From andand@csd.uu.se Fri Sep 30 08:41:15 1994
Return-Path: <andand@csd.uu.se>
Date: Fri, 30 Sep 1994 12:46:48 +0100
From: Anders Andersson <andand@csd.uu.se>
To: aaron@vienna.njit.edu
Subject: Re:  SLR versus LR1 and LL1, is it worth the trouble?
X-Charset: ASCII
X-Char-Esc: 29

> You say C is not LR(1).

Well, actually the problem is easy to solve in practice. You simply dump the
complexity on the lexical analyzer. The problem is that identifiers are
parsed differently if they are typedef-declared. For example:
typedef int foo;
void main() {
  foo *bar;
}
In this example `foo *bar;' means ``declare bar a pointer to int'' and is 
parsed in one way, as a declaration. In contrast:
int foo, bar;
void main() {
  foo *bar;
}
Here `foo *bar;' means ``multiply the integers foo and bar and do nothing with
the result'' and it is parsed as a statement. 

This is nearly always solved by letting the lexical analyzer carry symbol
table information. From a practical point of view everything is fine, but
>from a theoretical point of view we have a non context-free lexical analyzer.

This may also cause some problems in generators for declarative languages,
parallell languages and non-deterministic parsing. In my parser generator
SAGA that runs under the Agents system beeing developed at SICS this turned
out to be a big problem. Speed suffered, semantics became more complex,
non-determinism will be forced to rescan the input etc.

◆ ◆ ◆ ◆ ◆

**TO DO**
**a)** Answer these from the email on parsing C, one per line:
(i) In the first example, what does `foo *bar;' mean?
(ii) Onto which component does the email say the complexity is dumped?
(iii) Under what system does the author's parser generator SAGA run?
**b)** Please transcribe the part of the email on parsing C starting with "This may also" and going on through "the input etc.".
**c)** Pick up the email on parsing C after its last sentence and write what comes next.

**RECORDED DATA**
◆ ◆ ◆ ◆ ◆

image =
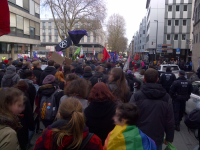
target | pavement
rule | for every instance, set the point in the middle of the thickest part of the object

◆ ◆ ◆ ◆ ◆

**RESPONSE LIST**
**a)**
(i) Declare bar a pointer to int.
(ii) The lexical analyzer.
(iii) The Agents system being developed at SICS.

**b)**
This may also cause some problems in generators for declarative languages,
parallell languages and non-deterministic parsing. In my parser generator
SAGA that runs under the Agents system beeing developed at SICS this turned
out to be a big problem. Speed suffered, semantics became more complex,
non-determinism will be forced to rescan the input etc.

**c)**
Even in the normal imperative generators like Yacc or Bison this technique
may cause some grief. The problem is that if the look-ahead token has been 
read prior to the symbol table information have been entered, the parse fails.
Sure, in C you can always manage by writing the grammar in the right way,
by exploiting the semicolon that is known to terminate the statement, but
the whole thing requires care and some understanding of the way the parse
is performed.

> Unfortunately, I found most other books I've seen to be even
> less elegant and more verbose.

Well, the Dragon is the clearest presentation. There are some detailed notes
on how to implement LALR efficiently in various articles, but they are
very near impossible to follow. Besides, if you do some transformation
of the algorithm in the Dragon book, you get a resonably efficient one.
It is quite possible to get by with Dragon book only, it's just a lot of
work. Some work can be saved if you have a library with graph operations,
in particular SCC and topological sort. These may be used instead of the
iterative propagation algorithm in the Dragon.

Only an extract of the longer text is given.